Problem: Pull out every line of the material below that contains the word "small".

Extracted entries:
====
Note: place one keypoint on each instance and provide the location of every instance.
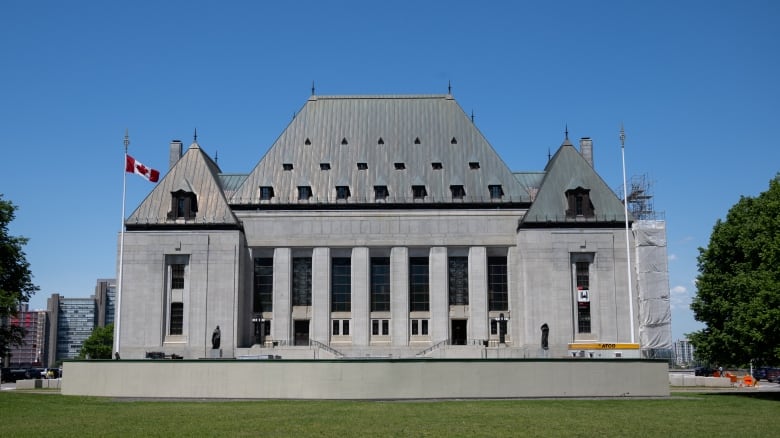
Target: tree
(99, 344)
(738, 285)
(16, 285)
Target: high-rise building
(105, 295)
(683, 352)
(71, 322)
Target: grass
(706, 415)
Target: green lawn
(705, 415)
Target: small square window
(419, 192)
(304, 192)
(380, 192)
(458, 192)
(342, 192)
(496, 191)
(266, 193)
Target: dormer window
(184, 205)
(342, 192)
(380, 192)
(496, 191)
(419, 192)
(579, 203)
(458, 192)
(304, 193)
(266, 193)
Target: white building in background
(387, 226)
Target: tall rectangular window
(176, 293)
(380, 284)
(459, 280)
(418, 284)
(301, 281)
(177, 276)
(341, 284)
(582, 278)
(263, 285)
(498, 288)
(177, 318)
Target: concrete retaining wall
(367, 379)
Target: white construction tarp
(655, 315)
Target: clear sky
(695, 84)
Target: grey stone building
(388, 226)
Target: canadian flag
(136, 167)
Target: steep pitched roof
(392, 141)
(568, 170)
(197, 173)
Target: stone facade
(480, 262)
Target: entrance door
(301, 329)
(459, 331)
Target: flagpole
(118, 312)
(628, 248)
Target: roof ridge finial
(622, 136)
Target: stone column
(361, 271)
(478, 313)
(399, 295)
(438, 298)
(281, 326)
(320, 295)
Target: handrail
(327, 348)
(435, 346)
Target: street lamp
(258, 322)
(501, 329)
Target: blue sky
(695, 84)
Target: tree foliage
(738, 286)
(16, 285)
(99, 344)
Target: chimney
(586, 149)
(175, 153)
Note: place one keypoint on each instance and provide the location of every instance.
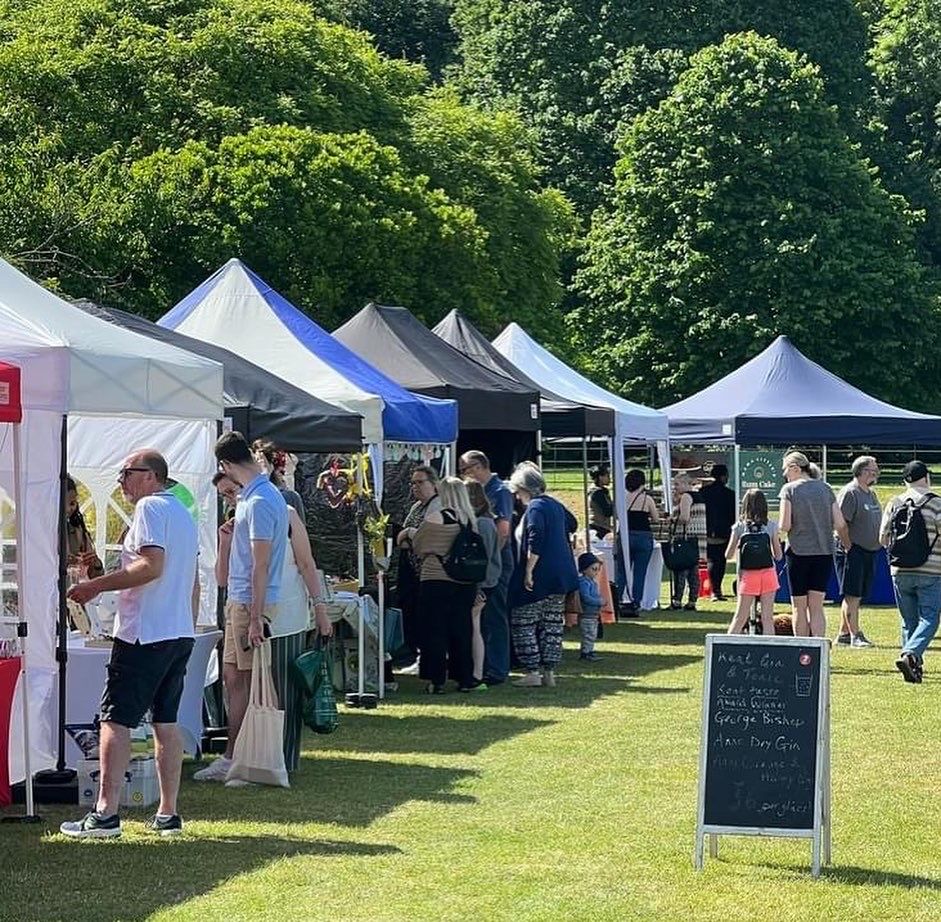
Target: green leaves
(741, 211)
(149, 142)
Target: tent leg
(62, 651)
(585, 491)
(22, 628)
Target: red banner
(11, 408)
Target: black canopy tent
(496, 413)
(260, 404)
(560, 417)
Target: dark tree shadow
(132, 878)
(385, 731)
(346, 792)
(863, 877)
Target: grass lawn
(527, 804)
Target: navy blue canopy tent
(780, 397)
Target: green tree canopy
(556, 61)
(150, 140)
(741, 211)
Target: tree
(418, 31)
(556, 61)
(906, 60)
(741, 211)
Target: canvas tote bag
(259, 750)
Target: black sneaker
(165, 825)
(909, 667)
(93, 826)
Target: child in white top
(754, 542)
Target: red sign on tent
(11, 409)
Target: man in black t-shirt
(719, 500)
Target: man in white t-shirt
(153, 639)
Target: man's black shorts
(808, 573)
(142, 676)
(859, 566)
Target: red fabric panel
(11, 408)
(9, 673)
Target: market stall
(91, 392)
(781, 398)
(496, 414)
(634, 424)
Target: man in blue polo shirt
(495, 620)
(257, 545)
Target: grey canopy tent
(496, 414)
(260, 404)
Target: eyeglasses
(122, 474)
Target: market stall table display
(88, 669)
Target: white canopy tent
(633, 423)
(91, 392)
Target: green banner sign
(761, 470)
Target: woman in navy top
(544, 573)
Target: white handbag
(258, 755)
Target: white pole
(585, 491)
(381, 576)
(20, 500)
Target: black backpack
(909, 547)
(754, 549)
(466, 562)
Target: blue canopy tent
(238, 310)
(780, 397)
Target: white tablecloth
(86, 674)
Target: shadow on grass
(385, 731)
(579, 683)
(346, 792)
(863, 877)
(133, 877)
(869, 877)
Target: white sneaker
(214, 772)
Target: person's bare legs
(818, 620)
(740, 618)
(168, 747)
(767, 614)
(801, 619)
(115, 750)
(477, 642)
(237, 687)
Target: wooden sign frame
(820, 832)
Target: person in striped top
(917, 589)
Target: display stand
(765, 751)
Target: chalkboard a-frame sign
(765, 753)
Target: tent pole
(585, 490)
(361, 573)
(62, 651)
(738, 487)
(19, 499)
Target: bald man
(153, 638)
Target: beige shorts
(237, 616)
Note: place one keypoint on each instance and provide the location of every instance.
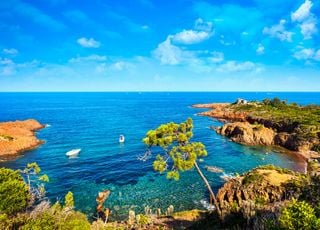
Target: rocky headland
(18, 136)
(269, 123)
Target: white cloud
(191, 36)
(317, 55)
(233, 66)
(202, 25)
(308, 28)
(168, 53)
(91, 58)
(7, 67)
(302, 13)
(11, 51)
(304, 54)
(307, 54)
(121, 65)
(216, 57)
(279, 31)
(260, 49)
(88, 42)
(306, 20)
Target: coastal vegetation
(303, 121)
(179, 153)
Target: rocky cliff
(263, 186)
(18, 136)
(245, 127)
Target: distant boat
(121, 139)
(73, 152)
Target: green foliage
(316, 148)
(57, 218)
(35, 180)
(143, 219)
(252, 177)
(302, 120)
(33, 167)
(68, 200)
(299, 215)
(277, 168)
(44, 178)
(14, 195)
(179, 153)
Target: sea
(93, 122)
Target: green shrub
(299, 215)
(253, 177)
(14, 194)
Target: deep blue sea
(94, 121)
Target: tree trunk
(212, 196)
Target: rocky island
(18, 136)
(269, 123)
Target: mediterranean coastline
(244, 125)
(17, 137)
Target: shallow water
(94, 121)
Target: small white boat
(73, 152)
(121, 139)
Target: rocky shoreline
(18, 136)
(244, 128)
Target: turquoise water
(94, 121)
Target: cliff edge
(18, 136)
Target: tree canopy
(179, 153)
(14, 194)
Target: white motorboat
(121, 139)
(73, 152)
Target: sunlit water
(94, 121)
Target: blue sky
(160, 45)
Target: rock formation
(18, 136)
(244, 127)
(261, 186)
(246, 133)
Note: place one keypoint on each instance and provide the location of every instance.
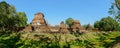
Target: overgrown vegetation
(11, 21)
(36, 40)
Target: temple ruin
(39, 24)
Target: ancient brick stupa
(38, 24)
(76, 26)
(63, 28)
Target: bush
(107, 24)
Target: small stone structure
(63, 28)
(38, 24)
(76, 26)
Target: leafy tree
(10, 19)
(117, 2)
(69, 21)
(113, 10)
(107, 24)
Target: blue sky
(55, 11)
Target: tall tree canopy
(117, 2)
(9, 18)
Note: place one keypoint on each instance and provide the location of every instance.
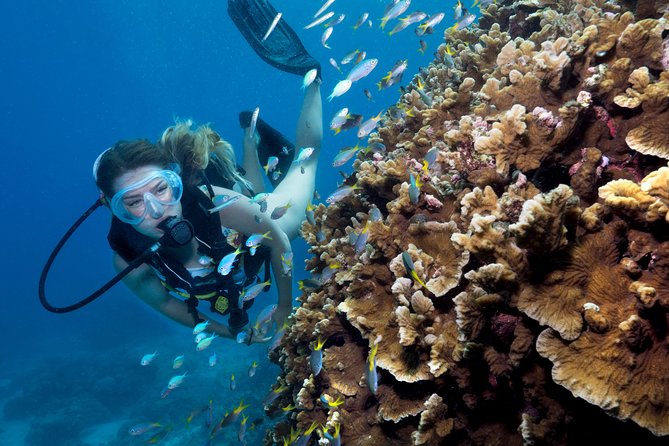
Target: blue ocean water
(75, 78)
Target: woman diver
(186, 222)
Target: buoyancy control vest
(222, 292)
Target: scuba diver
(188, 225)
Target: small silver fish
(348, 58)
(280, 211)
(223, 201)
(272, 26)
(176, 381)
(253, 291)
(341, 88)
(361, 20)
(362, 69)
(431, 22)
(341, 193)
(397, 10)
(334, 64)
(326, 35)
(369, 125)
(316, 358)
(309, 78)
(344, 155)
(272, 162)
(206, 342)
(322, 9)
(319, 20)
(334, 22)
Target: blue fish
(316, 358)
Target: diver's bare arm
(284, 283)
(251, 163)
(144, 283)
(310, 123)
(245, 217)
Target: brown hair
(195, 149)
(125, 156)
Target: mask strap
(96, 164)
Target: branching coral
(464, 251)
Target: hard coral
(477, 254)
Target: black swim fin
(272, 143)
(283, 48)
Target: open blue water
(75, 77)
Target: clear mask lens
(147, 197)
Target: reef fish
(253, 291)
(361, 240)
(414, 188)
(147, 359)
(408, 265)
(338, 120)
(274, 394)
(231, 417)
(328, 402)
(344, 155)
(335, 438)
(242, 429)
(369, 125)
(336, 21)
(280, 211)
(206, 342)
(309, 78)
(199, 328)
(362, 69)
(316, 358)
(200, 336)
(341, 193)
(272, 162)
(178, 362)
(223, 201)
(255, 239)
(304, 155)
(254, 121)
(361, 20)
(395, 11)
(466, 20)
(371, 373)
(334, 64)
(341, 88)
(287, 262)
(176, 381)
(322, 9)
(142, 428)
(272, 26)
(423, 96)
(430, 23)
(319, 20)
(225, 265)
(326, 35)
(348, 58)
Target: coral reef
(502, 270)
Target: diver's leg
(251, 163)
(300, 182)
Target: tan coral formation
(529, 259)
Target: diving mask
(148, 196)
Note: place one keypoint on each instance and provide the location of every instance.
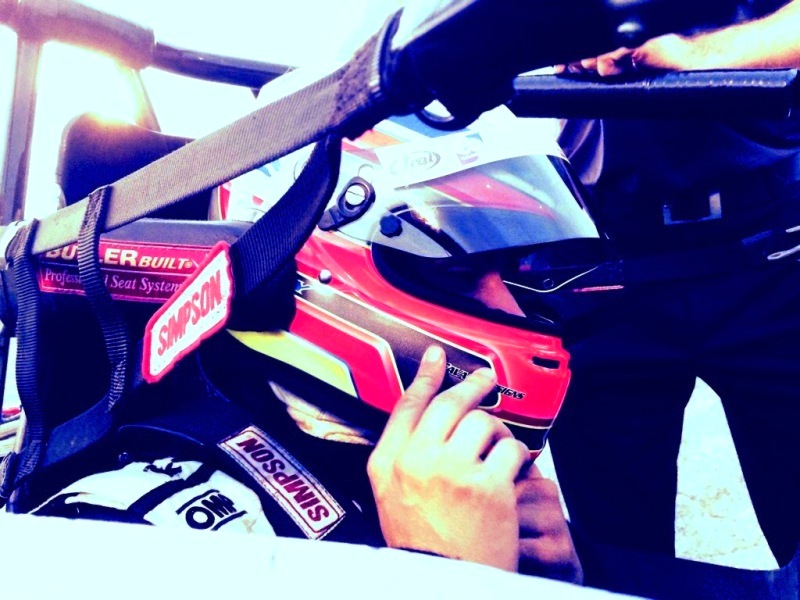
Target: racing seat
(95, 152)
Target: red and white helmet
(431, 238)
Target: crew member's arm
(443, 471)
(546, 547)
(772, 42)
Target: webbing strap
(29, 375)
(278, 235)
(112, 324)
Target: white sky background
(292, 32)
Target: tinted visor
(454, 239)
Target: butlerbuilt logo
(198, 309)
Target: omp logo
(414, 162)
(296, 490)
(210, 510)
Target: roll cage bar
(771, 94)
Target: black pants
(615, 444)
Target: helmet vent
(545, 363)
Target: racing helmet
(429, 238)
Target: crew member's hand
(671, 52)
(443, 471)
(546, 547)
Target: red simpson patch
(198, 309)
(296, 490)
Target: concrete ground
(714, 517)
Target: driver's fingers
(415, 400)
(448, 408)
(506, 458)
(475, 434)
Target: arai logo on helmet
(418, 161)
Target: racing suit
(695, 209)
(225, 454)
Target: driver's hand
(443, 471)
(671, 52)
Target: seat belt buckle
(781, 254)
(694, 209)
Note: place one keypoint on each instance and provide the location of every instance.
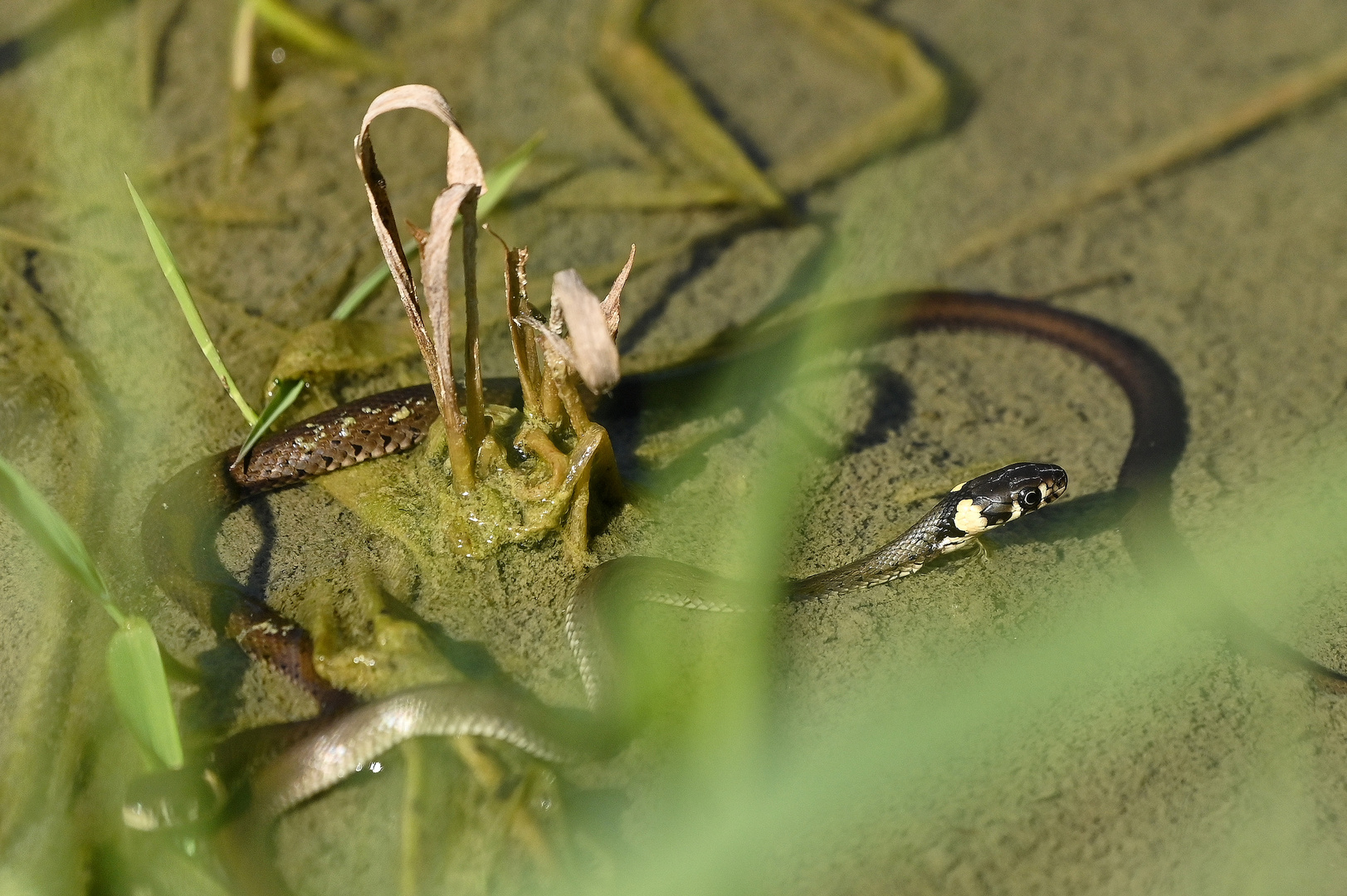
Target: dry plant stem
(385, 226)
(471, 343)
(515, 299)
(436, 279)
(465, 178)
(242, 47)
(1186, 146)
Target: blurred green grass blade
(499, 183)
(140, 690)
(281, 401)
(369, 283)
(501, 177)
(51, 533)
(189, 309)
(135, 670)
(313, 36)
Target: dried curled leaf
(464, 168)
(593, 349)
(612, 306)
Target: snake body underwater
(182, 519)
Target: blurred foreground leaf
(140, 690)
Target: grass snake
(181, 523)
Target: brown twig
(471, 341)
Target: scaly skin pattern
(182, 519)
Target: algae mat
(1018, 733)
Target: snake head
(1005, 494)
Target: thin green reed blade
(189, 308)
(281, 401)
(51, 533)
(499, 183)
(134, 666)
(501, 178)
(140, 690)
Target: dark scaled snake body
(182, 520)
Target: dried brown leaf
(612, 306)
(436, 282)
(593, 348)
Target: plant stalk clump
(515, 473)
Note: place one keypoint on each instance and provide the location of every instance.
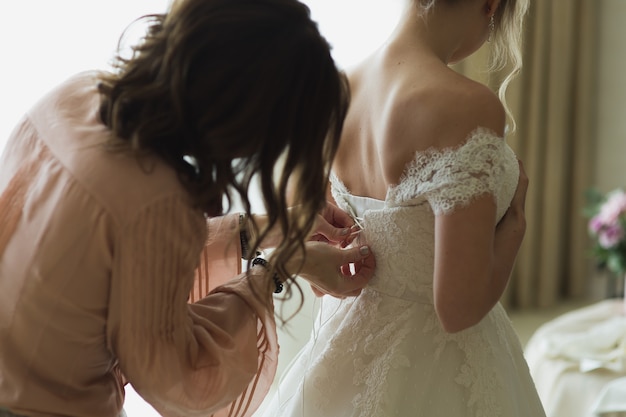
====
Final result:
Target: small square window
Target: small white boat
Target: small stone structure
Target: small silver fish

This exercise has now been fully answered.